Collected data
=== Section Start ===

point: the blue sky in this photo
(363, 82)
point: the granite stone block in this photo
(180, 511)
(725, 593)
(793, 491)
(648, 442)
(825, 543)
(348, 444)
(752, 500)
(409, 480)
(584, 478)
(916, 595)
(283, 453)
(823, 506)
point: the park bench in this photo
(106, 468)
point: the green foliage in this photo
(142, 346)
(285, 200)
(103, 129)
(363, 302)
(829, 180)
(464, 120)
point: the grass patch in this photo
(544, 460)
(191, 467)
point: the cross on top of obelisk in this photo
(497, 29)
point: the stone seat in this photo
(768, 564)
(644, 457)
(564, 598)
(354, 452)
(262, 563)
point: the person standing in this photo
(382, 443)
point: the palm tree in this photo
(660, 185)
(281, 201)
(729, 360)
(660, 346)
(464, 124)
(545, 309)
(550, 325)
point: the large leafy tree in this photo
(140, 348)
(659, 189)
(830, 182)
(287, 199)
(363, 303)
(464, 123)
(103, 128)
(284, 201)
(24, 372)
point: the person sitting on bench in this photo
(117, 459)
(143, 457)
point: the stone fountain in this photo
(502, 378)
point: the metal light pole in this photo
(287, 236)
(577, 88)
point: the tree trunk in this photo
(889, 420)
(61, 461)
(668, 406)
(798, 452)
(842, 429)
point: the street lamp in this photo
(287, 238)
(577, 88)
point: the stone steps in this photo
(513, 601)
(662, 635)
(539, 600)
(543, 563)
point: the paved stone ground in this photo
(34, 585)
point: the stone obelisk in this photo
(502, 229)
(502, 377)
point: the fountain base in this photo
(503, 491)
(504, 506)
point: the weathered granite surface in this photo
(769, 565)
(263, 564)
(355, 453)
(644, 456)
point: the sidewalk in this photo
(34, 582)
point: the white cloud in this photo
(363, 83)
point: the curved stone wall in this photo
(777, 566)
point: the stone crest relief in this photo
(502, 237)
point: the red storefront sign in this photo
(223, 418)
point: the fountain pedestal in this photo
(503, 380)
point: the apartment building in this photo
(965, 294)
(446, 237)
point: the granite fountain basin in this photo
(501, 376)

=== Section End ===

ASSIGNMENT
Reproduce all of the data above, exactly and without omission.

FINISHED TASK
point: the blue sky in this photo
(363, 82)
point: the granite stone block in this photo
(180, 511)
(725, 593)
(793, 491)
(648, 442)
(825, 543)
(348, 444)
(752, 500)
(409, 480)
(584, 478)
(916, 595)
(283, 453)
(823, 506)
point: the park bench in this photo
(106, 468)
point: the green foliage in this photo
(142, 346)
(285, 200)
(103, 129)
(363, 302)
(829, 180)
(464, 120)
point: the grass patch in this photo
(544, 460)
(191, 467)
point: the cross on top of obelisk in this photo
(497, 29)
point: the stone seat in this photo
(768, 564)
(644, 457)
(564, 598)
(354, 452)
(262, 563)
point: the person standing in this photo
(382, 443)
point: the palm tree in this photo
(660, 185)
(281, 201)
(729, 360)
(660, 346)
(464, 124)
(545, 309)
(550, 325)
point: the large leafy tree in this photo
(140, 348)
(659, 189)
(830, 182)
(287, 199)
(363, 303)
(464, 123)
(103, 128)
(284, 201)
(24, 372)
point: the person sitting on bench in this photo
(117, 459)
(143, 457)
point: the stone fountain in this photo
(502, 378)
point: the metal light pole in this photo
(287, 236)
(577, 88)
point: the tree trunk in this photo
(889, 420)
(61, 461)
(668, 406)
(798, 452)
(842, 429)
point: the street lamp in this photo
(287, 238)
(577, 88)
point: the stone steps in this photo
(513, 601)
(662, 635)
(539, 600)
(543, 563)
point: the paved stone ground in this photo
(34, 585)
point: the stone obelisk in this photo
(502, 229)
(502, 377)
point: the fountain base in this photo
(503, 491)
(504, 506)
point: the weathered granite surface in this photo
(769, 565)
(263, 564)
(355, 453)
(644, 456)
point: the sidewalk in this photo
(34, 582)
point: the white cloud in this photo
(363, 83)
point: the curved stone wall in this photo
(777, 566)
point: the stone crest relief in this photo
(502, 237)
point: the red storefront sign in this photo
(223, 418)
point: the fountain pedestal in this photo
(503, 380)
point: the apartment building in this photo
(965, 294)
(446, 237)
point: the granite fountain basin in this photo
(501, 376)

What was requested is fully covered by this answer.